#### PASSAGE TO READ
※
Jax Thoirs

Personal information
- Nationality: British (Scottish)
- Born: 7 April 1993 (age 33)

Sport
- Sport: Athletics
- Event: Pole vault

Achievements and titles
- Personal bests: Pole vault: 5.65 m (Los Angeles, 2015)

= Jax Thoirs =

Scottish Pole vaulter

Jax Thoirs (born 7 April 1993) is a Scottish pole vaulter. He placed fourth at the 2014 Commonwealth Games and won the 2016 NCAA Indoor Championships, and after a career break from athletics, was runner-up at the 2026 British Indoor Championships.

==Biography==
From Glasgow, Thoirs set a new Scottish pole vault record of 5.60 metres competing in Seattle in 2014. Thoirs placed fourth representing Scotland in the pole vault at the 2014 Commonwealth Games in Glasgow. He made his British team at the 2015 European Athletics Team Championships in Russia.

In 2015, he set a new Scottish record when he cleared 5.65m at the PAC-12 Champs in Los Angeles as he retained his title that he also won in 2014. Thoirs won the pole vault at the 2016 NCAA Division I Indoor Track and Field Championships competing for the University of Washington. He was runner-up at the 2017 British Athletics Championships in Birmingham after a jump-off at 5.45m with Englishman Luke Cutts.

In 2018, Thoirs had to overcome suffering a blood clot in his arm and was unable to compete despite being initially selected to represent Scotland on the Gold Coast at the 2018 Commonwealth Games.

Thoirs had a career break from athletics after losing motivation to train during the COVID-19 pandemic. After returning to action, he cleared 5.32m in Scotland at the 2026 4J National Open in January 2026 to meet the qualifying standard for the 2026 Commonwealth Games. On 14 February, Thoirs was runner-up at the 2026 British Indoor Championships to Owen Heard, with 5.45 metres. Thoirs competes for Scotland in the pole vault at the 2026 Commonwealth Games in Glasgow, Scotland.
※
#### EXERCISES TO COMPLETE
**1.** Transcribe the part of the Jax Thoirs article that begins at the words "Personal information" and stops after "(Los Angeles, 2015)".
**2.** According to the Jax Thoirs article, what medical problem did Thoirs suffer in 2018?

#### INFORMATION SHOWN
※
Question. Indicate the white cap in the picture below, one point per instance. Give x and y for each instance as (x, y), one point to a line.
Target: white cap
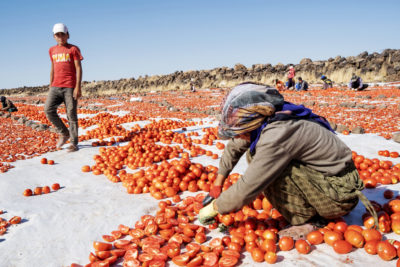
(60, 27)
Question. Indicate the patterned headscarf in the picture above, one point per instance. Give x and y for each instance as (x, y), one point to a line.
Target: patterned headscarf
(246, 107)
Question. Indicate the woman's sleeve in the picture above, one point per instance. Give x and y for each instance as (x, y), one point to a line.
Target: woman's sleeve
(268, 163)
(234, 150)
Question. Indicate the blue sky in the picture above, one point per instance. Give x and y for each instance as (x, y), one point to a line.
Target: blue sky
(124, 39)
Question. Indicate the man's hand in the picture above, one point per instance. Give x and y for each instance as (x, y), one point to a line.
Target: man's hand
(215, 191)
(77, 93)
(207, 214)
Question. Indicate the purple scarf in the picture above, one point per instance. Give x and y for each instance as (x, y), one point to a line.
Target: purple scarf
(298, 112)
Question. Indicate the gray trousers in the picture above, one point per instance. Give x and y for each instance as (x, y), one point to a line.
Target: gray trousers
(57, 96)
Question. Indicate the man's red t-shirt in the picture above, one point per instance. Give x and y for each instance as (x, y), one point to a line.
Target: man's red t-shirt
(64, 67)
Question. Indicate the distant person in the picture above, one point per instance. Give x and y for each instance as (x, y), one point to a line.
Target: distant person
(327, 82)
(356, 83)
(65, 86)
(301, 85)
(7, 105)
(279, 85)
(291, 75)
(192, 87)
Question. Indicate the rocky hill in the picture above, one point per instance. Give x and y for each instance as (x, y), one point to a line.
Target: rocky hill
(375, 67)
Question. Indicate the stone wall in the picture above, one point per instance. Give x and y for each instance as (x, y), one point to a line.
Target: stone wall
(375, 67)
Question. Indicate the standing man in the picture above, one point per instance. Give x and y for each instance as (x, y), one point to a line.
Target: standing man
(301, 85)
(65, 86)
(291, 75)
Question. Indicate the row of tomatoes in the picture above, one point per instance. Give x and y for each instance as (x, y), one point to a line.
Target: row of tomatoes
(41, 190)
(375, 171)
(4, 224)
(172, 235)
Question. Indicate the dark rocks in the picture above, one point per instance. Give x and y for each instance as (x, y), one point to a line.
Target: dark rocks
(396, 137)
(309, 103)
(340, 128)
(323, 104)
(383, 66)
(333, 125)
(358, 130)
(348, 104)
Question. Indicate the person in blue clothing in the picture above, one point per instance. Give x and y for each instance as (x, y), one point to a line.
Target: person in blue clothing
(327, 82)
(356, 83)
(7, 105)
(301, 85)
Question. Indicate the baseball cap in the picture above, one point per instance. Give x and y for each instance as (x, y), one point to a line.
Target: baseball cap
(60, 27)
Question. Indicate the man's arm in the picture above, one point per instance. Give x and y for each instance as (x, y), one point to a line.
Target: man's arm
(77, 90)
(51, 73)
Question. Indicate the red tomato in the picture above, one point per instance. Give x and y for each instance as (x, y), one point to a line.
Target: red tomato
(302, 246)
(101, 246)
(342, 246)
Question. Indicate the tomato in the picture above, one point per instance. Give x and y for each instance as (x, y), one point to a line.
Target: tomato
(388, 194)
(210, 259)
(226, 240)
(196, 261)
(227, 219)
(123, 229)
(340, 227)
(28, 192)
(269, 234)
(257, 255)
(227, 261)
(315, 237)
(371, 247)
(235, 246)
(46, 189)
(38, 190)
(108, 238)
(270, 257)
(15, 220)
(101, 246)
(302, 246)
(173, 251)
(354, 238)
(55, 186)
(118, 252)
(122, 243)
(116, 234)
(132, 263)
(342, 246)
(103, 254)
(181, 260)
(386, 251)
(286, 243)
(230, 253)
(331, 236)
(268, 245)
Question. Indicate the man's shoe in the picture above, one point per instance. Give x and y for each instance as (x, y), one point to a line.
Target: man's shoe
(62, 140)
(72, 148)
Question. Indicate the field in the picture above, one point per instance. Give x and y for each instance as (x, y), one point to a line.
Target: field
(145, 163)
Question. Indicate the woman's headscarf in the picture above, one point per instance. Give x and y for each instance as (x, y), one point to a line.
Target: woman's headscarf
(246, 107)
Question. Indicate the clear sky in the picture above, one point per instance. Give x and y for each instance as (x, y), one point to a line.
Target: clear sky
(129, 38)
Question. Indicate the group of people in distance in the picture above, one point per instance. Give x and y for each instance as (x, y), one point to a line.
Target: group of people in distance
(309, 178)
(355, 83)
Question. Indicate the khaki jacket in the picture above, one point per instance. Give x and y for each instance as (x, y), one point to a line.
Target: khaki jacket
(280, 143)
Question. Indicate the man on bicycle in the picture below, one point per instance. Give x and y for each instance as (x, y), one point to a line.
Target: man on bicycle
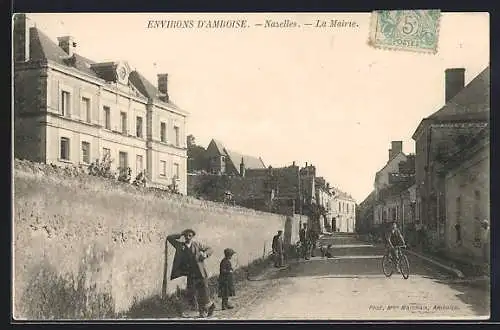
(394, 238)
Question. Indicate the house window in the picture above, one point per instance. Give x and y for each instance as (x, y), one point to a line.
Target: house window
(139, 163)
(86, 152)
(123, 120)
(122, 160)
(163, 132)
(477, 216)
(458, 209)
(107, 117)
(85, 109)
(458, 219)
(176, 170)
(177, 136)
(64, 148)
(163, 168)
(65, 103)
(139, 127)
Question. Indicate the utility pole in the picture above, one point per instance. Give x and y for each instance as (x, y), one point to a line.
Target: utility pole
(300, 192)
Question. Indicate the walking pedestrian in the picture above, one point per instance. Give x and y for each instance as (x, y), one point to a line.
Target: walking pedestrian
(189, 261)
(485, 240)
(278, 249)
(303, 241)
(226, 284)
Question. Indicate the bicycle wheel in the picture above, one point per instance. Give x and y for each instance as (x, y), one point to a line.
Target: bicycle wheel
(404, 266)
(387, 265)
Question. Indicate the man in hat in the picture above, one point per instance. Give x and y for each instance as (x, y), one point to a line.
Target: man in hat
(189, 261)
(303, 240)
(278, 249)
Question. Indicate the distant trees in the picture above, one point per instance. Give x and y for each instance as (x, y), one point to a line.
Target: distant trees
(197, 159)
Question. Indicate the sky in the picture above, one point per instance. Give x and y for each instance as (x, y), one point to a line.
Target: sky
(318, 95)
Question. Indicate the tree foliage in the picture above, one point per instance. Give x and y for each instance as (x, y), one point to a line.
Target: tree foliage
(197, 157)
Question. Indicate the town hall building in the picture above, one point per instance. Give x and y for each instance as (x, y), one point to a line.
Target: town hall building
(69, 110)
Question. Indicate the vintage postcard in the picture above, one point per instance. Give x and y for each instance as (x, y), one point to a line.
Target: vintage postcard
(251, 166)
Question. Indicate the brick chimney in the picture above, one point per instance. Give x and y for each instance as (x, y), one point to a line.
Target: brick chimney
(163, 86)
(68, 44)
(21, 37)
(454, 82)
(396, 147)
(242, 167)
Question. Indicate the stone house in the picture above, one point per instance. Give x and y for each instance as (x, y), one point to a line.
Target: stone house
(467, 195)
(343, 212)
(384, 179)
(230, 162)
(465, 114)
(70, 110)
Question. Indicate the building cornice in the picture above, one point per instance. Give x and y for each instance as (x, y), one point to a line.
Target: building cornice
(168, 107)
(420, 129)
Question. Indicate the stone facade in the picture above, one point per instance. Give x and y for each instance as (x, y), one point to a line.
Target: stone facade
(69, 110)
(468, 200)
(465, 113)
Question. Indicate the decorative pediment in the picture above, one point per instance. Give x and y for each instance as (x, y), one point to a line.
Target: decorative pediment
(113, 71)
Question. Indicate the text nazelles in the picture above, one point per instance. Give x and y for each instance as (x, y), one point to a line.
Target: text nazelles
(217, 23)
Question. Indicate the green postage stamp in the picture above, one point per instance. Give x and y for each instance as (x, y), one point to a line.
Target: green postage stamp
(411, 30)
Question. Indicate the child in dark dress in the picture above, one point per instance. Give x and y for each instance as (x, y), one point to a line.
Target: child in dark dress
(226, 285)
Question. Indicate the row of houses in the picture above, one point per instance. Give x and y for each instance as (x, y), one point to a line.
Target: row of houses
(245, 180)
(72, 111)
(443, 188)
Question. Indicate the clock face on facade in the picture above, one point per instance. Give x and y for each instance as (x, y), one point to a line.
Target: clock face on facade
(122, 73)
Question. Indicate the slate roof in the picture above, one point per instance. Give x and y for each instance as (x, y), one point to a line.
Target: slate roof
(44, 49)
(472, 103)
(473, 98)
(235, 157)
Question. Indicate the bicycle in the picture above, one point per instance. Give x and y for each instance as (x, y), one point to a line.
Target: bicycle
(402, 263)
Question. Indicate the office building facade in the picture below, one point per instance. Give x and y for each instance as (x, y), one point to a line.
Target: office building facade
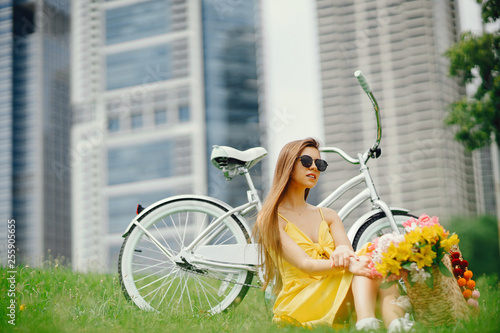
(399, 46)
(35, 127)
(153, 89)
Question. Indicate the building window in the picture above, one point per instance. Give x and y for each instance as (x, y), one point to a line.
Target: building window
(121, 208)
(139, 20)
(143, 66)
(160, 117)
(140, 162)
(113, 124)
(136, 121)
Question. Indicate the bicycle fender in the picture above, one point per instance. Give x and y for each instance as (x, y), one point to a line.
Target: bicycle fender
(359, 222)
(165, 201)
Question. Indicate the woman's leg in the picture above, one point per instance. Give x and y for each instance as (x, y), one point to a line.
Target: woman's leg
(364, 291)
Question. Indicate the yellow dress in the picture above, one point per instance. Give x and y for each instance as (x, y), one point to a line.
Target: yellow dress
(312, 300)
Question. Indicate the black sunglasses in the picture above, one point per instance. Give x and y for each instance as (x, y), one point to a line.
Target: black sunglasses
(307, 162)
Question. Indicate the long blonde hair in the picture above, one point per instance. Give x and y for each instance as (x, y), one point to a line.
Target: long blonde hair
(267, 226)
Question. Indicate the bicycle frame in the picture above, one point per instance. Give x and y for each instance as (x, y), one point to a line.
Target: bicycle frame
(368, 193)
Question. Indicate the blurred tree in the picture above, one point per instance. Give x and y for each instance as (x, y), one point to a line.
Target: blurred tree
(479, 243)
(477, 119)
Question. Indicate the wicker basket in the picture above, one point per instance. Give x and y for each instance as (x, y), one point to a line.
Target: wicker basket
※
#### RESPONSES BY TASK
**1.**
Personal information
- Nationality: British (Scottish)
- Born: 7 April 1993 (age 33)

Sport
- Sport: Athletics
- Event: Pole vault

Achievements and titles
- Personal bests: Pole vault: 5.65 m (Los Angeles, 2015)

**2.** A blood clot in his arm.